-- TEXT EXCERPT follows --

Benefits of pre workout Carbs consumption
- Provides fuel for your training and helps with recovery.
- Improves high intensity performance.
- Preserves muscle and liver glycogen, which signals to your brain that you are well nourished and helps increase muscle retention and growth.
- Stimulates the release of insulin, which helps you manage your blood sugar levels.
- The key is to have a mixed bag of complex and simple carbohydrates so that energy is released in a slow and steady manner during your workout.
Benefits of pre workout Fat consumption
- Helps to slow digestion, whichmaintains blood glucose and insulin levels and keeps you on an even keel.
- Provides some vitamins and minerals that are important in all diets.
Post workout nutrition
Post workout nutrition should help you:
- Build muscle
- Improve future performance
Foods rich in protein help support muscle recovery and growth. If you have a hard workout, foods containing potassium and sodium help replace electrolytes lost when you sweat a lot. Carbs restore energy levels and, although it doesn’t have any significant calorific value, cinnamon has been linked to stabilising blood sugar and improving brain function.

-- TEXT EXCERPT concluded --
-- RAW DATA follows --

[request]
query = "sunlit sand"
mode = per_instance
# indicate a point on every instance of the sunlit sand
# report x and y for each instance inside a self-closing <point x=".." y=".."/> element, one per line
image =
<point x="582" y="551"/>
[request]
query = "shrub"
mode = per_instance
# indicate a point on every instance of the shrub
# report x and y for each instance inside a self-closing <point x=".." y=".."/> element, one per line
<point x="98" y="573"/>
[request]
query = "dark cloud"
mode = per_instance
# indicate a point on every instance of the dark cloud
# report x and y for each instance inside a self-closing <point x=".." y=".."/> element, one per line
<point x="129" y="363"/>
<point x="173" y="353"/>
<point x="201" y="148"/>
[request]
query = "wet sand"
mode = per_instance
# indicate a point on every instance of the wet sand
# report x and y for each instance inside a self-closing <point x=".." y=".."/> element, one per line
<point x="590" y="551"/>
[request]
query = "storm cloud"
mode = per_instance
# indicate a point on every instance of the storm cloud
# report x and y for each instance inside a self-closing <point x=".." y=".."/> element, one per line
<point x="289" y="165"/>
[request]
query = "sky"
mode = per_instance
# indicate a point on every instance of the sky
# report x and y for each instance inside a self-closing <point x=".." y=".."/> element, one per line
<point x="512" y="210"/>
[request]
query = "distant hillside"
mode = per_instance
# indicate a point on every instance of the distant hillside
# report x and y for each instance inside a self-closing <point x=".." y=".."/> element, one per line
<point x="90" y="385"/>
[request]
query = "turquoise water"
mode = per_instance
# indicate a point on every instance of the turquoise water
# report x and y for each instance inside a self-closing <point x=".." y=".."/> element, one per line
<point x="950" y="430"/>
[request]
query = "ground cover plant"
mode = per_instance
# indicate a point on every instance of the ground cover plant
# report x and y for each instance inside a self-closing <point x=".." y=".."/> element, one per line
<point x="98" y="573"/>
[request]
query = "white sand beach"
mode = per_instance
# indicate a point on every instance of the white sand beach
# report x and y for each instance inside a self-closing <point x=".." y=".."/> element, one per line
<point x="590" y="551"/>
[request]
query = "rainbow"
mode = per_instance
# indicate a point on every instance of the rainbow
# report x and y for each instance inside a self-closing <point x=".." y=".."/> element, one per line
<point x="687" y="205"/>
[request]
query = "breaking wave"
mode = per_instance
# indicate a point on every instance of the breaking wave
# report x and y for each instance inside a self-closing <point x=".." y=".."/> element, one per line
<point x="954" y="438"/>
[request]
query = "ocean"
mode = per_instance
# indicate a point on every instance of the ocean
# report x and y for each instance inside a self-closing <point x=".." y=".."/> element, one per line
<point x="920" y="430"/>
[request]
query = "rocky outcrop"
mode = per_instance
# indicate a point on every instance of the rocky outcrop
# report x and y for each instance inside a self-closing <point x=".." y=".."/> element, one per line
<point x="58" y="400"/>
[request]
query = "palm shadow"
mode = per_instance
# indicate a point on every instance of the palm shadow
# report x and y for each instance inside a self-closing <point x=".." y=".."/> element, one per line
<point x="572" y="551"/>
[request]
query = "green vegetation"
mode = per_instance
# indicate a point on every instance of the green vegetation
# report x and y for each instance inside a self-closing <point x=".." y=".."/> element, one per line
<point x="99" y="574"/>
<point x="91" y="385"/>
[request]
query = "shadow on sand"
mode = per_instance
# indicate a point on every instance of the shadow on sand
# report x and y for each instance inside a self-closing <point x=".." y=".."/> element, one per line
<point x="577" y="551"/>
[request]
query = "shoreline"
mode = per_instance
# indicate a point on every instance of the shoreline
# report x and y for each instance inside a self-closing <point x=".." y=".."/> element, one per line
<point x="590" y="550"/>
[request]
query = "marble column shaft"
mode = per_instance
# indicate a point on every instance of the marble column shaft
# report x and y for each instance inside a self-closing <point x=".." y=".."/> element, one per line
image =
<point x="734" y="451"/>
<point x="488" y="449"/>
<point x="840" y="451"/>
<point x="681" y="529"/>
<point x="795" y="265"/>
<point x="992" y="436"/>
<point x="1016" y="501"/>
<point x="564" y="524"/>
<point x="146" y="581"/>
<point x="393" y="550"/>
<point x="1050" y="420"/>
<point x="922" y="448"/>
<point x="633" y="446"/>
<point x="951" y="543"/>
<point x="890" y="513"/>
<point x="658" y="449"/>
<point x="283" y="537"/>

-- RAW DATA concluded --

_INSTRUCTIONS_
• A. In the text on workout nutrition, turn the paragraph beginning "Foods rich in protein" into a short list that keeps its main facts.
• B. Answer these questions using the text on workout nutrition:
(i) What two goals should post workout nutrition help you reach?
(ii) What does pre workout fat supply that is important in all diets?
(iii) The release of what does pre workout carb consumption stimulate?
• C. Continue the text on pre and post workout nutrition from the point where it stops.

_WRITTEN RESPONSES_
• A.
- Protein-rich foods support muscle recovery and growth.
- After a hard workout with heavy sweating, foods with potassium and sodium replace lost electrolytes.
- Carbs restore energy levels.
- Cinnamon has no significant calorific value but has been linked to stabilizing blood sugar and improving brain function.

• B.
(i) Building muscle and improving future performance.
(ii) Some vitamins and minerals.
(iii) Insulin.

• C.
You can blend almost anything to make a smoothie. However, it helps to have the low down on a few staples to add to your favourite fruit and vegetables so that your smoothies contain the nutrients to energise your workout and aid your recovery.
Apples contain a powerful antioxidant called quercetin, which helps to deliver more oxygen to the lungs. More oxygen consumption increases your endurance during a workout making it easier to work longer and at higher intensities.
Avocados can help your body better absorb fat soluble nutrients found in fruit and vegetables like vitamins A, D, E and K. These vitamins are stocked with antioxidants, which fight free radicals that cause cell damage.
Bananas are loaded with carbohydrates for energy and tryptophan, which the body converts to serotonin. Serotonin is the body’s homegrown narcotic and is responsible for the post workout high. They are also rich in potassium.
Coconuts contain fatty acids that help boost your metabolism and provide extra energy for your workout with fewer calories than other fats.
Oats are a great complex carb that take ages to digest. Therefore, they provide sustainable energy during your workout and help maintain stable blood sugar levels.
Semi skimmed or non-fat milk, soy milk, or yogurt added to smoothies will contribute protein, vitamin D, B-12, and calcium.
Nut butters or nut pastes are simply nuts ground up until they become a sticky butter. Hence they can be made from a variety of nuts i.e., hazelnuts, almonds, peanuts, walnuts etc. They are packed full of healthy fats and fibre, which provide energy and keep you feeling full for longer.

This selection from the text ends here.